» **Tekstfragment**:
○ ○ ○ ○

Het zijn scenario’s die Arendt, die als joodse vrouw met moeite het vege lijf uit de klauwen van de nazi’s wist te redden, maar al te goed zou herkennen, en men vraagt zich af hoe zij vandaag tegen het mentale leven in een aantal kringen van zelfverklaarde ‘radicale intelligentsia’ aan zou kijken en hoe zij zou reageren op de verschillende vormen van identiteitsdenken die vandaag de gedachteloosheid beheersen. Die vraag is evenwel retorisch: we weten immers hoe Arendt over politieke correctheid en pensée unique dacht, en ze was er geen fan van. Haar hele werk is mede een verzet tegen de dwangmatige eenvormigheid van het bestaan en de totalitaire structuren van conformisme, zowel links als rechts. Arendts werk was gemotiveerd door de liefde voor de wereld, en die wereld is bij definitie divers en gevuld met mensen die van ons verschillen. Dialoog is de enige sleutel tot politiek, tot het opbouwen van een gedeelde polis; en dialoog is, zoals reeds aangegeven, denken.

○ ○ ○ ○

» **Datasetfragment**:
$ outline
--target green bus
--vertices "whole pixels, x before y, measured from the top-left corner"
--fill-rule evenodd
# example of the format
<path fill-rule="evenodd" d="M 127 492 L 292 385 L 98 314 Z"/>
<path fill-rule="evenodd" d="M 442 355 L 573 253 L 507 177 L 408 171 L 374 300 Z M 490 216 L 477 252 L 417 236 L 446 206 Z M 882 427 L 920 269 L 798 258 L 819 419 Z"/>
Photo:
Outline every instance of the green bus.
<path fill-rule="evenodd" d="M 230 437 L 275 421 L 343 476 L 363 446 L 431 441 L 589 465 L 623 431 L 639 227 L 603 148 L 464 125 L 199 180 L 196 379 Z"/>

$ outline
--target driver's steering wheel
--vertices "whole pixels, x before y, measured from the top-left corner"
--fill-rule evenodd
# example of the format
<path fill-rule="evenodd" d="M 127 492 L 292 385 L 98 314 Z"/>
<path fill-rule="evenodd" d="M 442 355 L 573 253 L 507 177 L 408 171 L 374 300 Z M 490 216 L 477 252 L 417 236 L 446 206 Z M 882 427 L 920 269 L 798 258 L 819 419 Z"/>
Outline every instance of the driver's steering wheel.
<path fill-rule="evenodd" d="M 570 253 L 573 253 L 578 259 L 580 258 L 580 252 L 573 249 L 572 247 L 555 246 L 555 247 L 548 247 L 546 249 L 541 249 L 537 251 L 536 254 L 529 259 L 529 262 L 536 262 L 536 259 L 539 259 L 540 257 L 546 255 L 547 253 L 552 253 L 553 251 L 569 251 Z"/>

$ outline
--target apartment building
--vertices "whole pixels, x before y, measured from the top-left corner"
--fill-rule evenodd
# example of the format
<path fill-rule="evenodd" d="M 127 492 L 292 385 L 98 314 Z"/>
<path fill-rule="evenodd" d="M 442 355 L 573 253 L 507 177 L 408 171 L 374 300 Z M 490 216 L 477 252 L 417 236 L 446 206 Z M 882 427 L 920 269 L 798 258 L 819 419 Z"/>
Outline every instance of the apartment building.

○ ○ ○ ○

» **Opdrachteisen**:
Beantwoord alsjeblieft deze vragen over de tekst over Arendt:
1. Welke twee dingen noemt de tekst waar Arendt geen fan van was?
2. Waartegen is haar hele werk volgens de tekst mede een verzet?
3. Wat is volgens de tekst de enige sleutel tot politiek?

» **Volledig antwoord**:
1. Politieke correctheid en pensée unique.
2. Tegen de dwangmatige eenvormigheid van het bestaan en de totalitaire structuren van conformisme, zowel links als rechts.
3. Dialoog.